• _PASSAGE TO READ_
--- START ---

Subject to other requirements of the installment sale rules (§453 and §453A and related Regs), if you use safe harbors of the deferred exchange regulations, you are entitled to report gain recognized from an installment note (taken back in a deferred exchange) under the installment method of tax reporting.
The rules also apply to a transaction that ultimately fails to qualify as a like-kind exchange under §1031. This is called a “ failed exchange.” The Regs provide a person who otherwise satisfies the definition of a Qualified Intermediary is treated as a Qualified Intermediary (and not your agent) even if that person ultimately fails to acquire Replacement Property and transfer it to you. The Regs only apply, however, if:
at the beginning of the exchange period, you had a bona fide intent to enter into a deferred exchange, and,
the Relinquished Property was eligible for like-kind treatment under §1031.
Other than receiving payments of principal and interest on the note during the time your deferred §1031 Exchange Time Period, there are three things that can happen:
1.The Qualified Intermediary, as part of the final accounting, distributes the note to you when the exchange is successfully closed. Or when the exchange fails.
Treatment: The note retains its identity as an installment note in your hands. Gain is not triggered. You recognize gain only as the note is paid off under the regular installment sale rules.
2. Following your instructions, the Qualified Intermediary sells the note during the Exchange Time Period.
Treatment: Taxwise, nothing happens. No gain is triggered. The note is simply converted into cash. Your net boot received—if any—is the measure of any gain recognized after the exchange is closed and final accounting is made. Look at it this way: If you had sold the Relinquished Property for cash under your exchange agreement with your Qualified Intermediary, the amount of cash received does not trigger gain. Neither does a sale where both cash and an installment note are received. Since the note was sold “inside” the Exchange Time Period, the cash received does not trigger gain. When the Exchange Time Period ends and the exchange is closed, the net boot you receive figured at that time is the measure of your recognized gain.

--- END ---

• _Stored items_

--- START ---

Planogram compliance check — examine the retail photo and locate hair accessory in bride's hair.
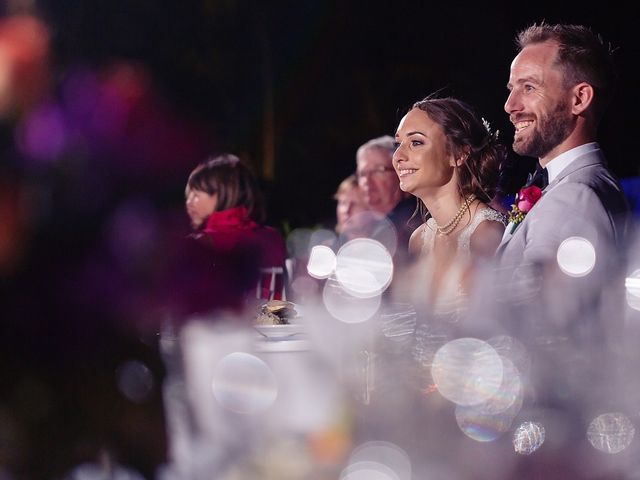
[207,153,240,167]
[482,117,500,141]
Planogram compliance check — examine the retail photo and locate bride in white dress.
[393,97,506,383]
[393,97,506,313]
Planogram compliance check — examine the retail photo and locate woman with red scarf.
[167,154,286,315]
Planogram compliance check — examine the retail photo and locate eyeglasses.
[356,165,395,178]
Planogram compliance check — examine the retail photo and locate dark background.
[0,0,640,478]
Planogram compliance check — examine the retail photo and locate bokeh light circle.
[336,238,393,298]
[513,422,545,455]
[340,461,402,480]
[587,412,636,453]
[556,237,596,277]
[212,352,278,414]
[349,441,411,480]
[307,245,336,279]
[431,338,503,405]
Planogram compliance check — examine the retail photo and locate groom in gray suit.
[475,22,629,478]
[497,23,628,274]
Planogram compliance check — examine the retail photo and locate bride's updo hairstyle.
[412,96,507,203]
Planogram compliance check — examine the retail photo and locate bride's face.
[393,108,455,197]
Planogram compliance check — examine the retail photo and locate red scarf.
[202,206,258,234]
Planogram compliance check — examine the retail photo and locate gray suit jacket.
[496,149,629,269]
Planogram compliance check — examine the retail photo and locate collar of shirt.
[545,142,600,183]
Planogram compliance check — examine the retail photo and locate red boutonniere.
[508,185,542,233]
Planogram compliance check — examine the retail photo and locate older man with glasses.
[356,135,420,267]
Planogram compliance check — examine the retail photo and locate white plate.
[253,323,304,339]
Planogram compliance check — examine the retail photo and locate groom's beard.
[513,102,573,158]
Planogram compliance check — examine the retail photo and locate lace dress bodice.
[413,208,506,376]
[422,207,506,260]
[422,207,506,322]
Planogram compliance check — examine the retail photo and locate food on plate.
[256,300,298,325]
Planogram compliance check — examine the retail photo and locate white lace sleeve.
[458,207,507,253]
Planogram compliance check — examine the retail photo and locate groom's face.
[504,41,574,165]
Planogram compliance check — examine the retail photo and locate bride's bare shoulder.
[470,204,505,257]
[409,222,428,255]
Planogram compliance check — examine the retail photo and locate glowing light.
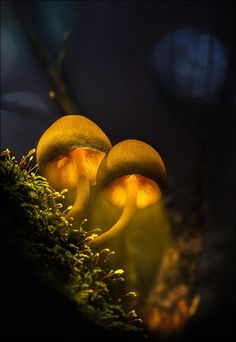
[44,148,104,189]
[103,174,161,209]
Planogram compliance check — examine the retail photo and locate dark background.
[1,1,235,341]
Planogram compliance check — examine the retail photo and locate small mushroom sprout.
[90,139,166,247]
[36,115,111,222]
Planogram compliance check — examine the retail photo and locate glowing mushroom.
[36,115,111,222]
[91,139,166,246]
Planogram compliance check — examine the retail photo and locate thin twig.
[18,10,79,114]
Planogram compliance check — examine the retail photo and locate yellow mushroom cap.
[36,115,111,189]
[97,139,166,208]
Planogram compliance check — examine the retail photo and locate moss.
[0,150,143,339]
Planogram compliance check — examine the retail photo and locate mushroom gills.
[103,174,161,209]
[44,148,105,190]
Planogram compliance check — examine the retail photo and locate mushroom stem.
[66,149,90,225]
[90,180,138,247]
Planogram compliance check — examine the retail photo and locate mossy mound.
[0,150,143,341]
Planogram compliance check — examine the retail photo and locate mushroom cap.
[36,115,111,188]
[97,139,166,208]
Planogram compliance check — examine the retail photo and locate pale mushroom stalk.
[90,179,138,247]
[36,115,111,225]
[66,149,90,223]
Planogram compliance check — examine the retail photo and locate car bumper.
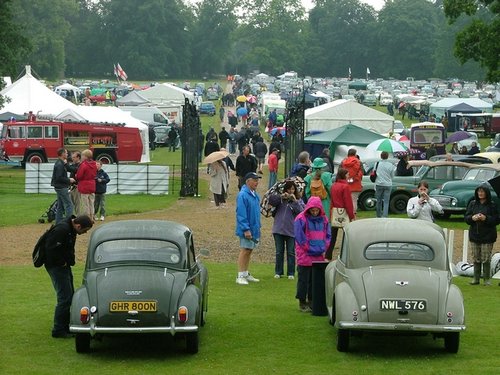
[336,321,465,332]
[69,323,199,336]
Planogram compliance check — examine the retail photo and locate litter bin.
[312,261,329,316]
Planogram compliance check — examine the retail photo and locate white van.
[118,106,169,125]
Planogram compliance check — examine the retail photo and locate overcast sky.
[302,0,384,10]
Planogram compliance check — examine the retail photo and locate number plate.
[109,301,156,312]
[380,299,427,311]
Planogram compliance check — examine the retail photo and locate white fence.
[25,163,170,194]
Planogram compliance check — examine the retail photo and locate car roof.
[409,160,477,168]
[342,218,449,269]
[474,151,500,163]
[89,220,191,253]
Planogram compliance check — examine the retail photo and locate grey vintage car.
[70,220,208,353]
[325,219,465,353]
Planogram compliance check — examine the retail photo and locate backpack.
[370,162,378,183]
[311,178,328,200]
[260,183,280,217]
[31,225,55,268]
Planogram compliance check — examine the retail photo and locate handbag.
[370,162,378,183]
[330,207,351,228]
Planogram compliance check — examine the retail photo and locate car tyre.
[75,333,90,353]
[337,329,351,352]
[444,332,460,353]
[186,332,200,354]
[389,194,409,214]
[358,190,377,211]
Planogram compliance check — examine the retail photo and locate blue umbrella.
[236,107,248,117]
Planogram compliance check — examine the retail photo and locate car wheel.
[75,333,90,353]
[389,194,409,214]
[337,329,351,352]
[186,332,200,354]
[444,332,460,353]
[358,190,377,211]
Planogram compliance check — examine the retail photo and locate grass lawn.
[0,263,500,375]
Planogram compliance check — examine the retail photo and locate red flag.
[116,63,128,81]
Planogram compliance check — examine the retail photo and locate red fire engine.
[0,118,143,165]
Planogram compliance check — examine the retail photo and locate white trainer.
[246,274,260,283]
[236,277,248,285]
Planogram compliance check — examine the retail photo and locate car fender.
[443,284,465,324]
[70,286,91,325]
[176,284,201,325]
[334,282,360,327]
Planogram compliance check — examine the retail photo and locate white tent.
[0,65,76,115]
[305,99,394,134]
[141,83,194,105]
[429,98,493,118]
[54,83,81,100]
[55,106,150,163]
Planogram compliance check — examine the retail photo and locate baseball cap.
[245,172,262,181]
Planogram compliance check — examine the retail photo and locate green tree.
[444,0,500,82]
[0,0,31,109]
[308,0,376,77]
[232,0,307,74]
[190,0,238,76]
[12,0,78,80]
[377,0,441,79]
[96,0,191,79]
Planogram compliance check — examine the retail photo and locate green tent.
[304,124,385,159]
[348,81,368,90]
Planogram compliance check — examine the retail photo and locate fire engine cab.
[0,116,143,165]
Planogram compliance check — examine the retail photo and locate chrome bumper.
[335,321,465,332]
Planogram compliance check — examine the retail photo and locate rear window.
[364,242,434,262]
[94,238,181,264]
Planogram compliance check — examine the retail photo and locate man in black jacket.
[45,215,93,338]
[50,148,75,224]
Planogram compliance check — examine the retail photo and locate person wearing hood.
[464,185,499,285]
[294,196,332,312]
[340,148,363,214]
[304,157,332,218]
[76,150,97,219]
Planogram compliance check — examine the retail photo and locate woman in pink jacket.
[75,150,97,220]
[294,196,331,312]
[325,168,356,260]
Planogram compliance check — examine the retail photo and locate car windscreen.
[94,238,181,264]
[364,242,434,262]
[463,168,496,181]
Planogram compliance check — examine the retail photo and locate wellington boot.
[483,262,491,286]
[469,263,481,285]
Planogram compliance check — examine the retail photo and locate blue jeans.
[269,172,278,189]
[375,185,392,217]
[295,266,312,302]
[54,188,73,224]
[45,266,75,335]
[273,233,295,276]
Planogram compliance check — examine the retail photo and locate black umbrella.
[488,175,500,197]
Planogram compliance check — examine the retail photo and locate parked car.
[363,94,377,107]
[325,219,465,353]
[358,160,474,214]
[429,164,500,217]
[153,125,171,146]
[199,102,215,116]
[70,220,208,353]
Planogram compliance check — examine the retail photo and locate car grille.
[431,195,453,207]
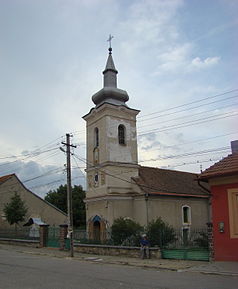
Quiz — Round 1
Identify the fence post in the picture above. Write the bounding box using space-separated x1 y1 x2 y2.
207 222 214 262
40 224 49 248
59 224 68 250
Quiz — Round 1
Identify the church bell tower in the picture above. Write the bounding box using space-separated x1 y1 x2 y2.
83 45 139 240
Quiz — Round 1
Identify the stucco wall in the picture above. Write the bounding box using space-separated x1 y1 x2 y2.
0 176 67 228
134 196 209 228
211 178 238 261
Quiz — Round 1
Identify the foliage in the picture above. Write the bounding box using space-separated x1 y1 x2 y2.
45 185 86 227
111 217 143 245
3 193 27 225
146 218 176 248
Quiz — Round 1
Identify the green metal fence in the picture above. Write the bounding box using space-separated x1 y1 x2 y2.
0 227 40 240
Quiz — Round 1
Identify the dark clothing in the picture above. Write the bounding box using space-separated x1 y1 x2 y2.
140 239 150 246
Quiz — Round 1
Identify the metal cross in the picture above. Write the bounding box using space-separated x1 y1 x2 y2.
107 34 114 48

--- END ---

Answer these questions from the passage on installment notes in deferred exchanges:
1. What is a transaction called that ultimately fails to qualify as a like-kind exchange under §1031?
2. When the Qualified Intermediary distributes the note to you, when do you recognize gain?
3. When the Qualified Intermediary sells the note during the Exchange Time Period, what is the measure of any gain recognized after the exchange is closed?

• _WRITTEN REPLY_
1. A "failed exchange."
2. Only as the note is paid off under the regular installment sale rules.
3. Your net boot received, if any.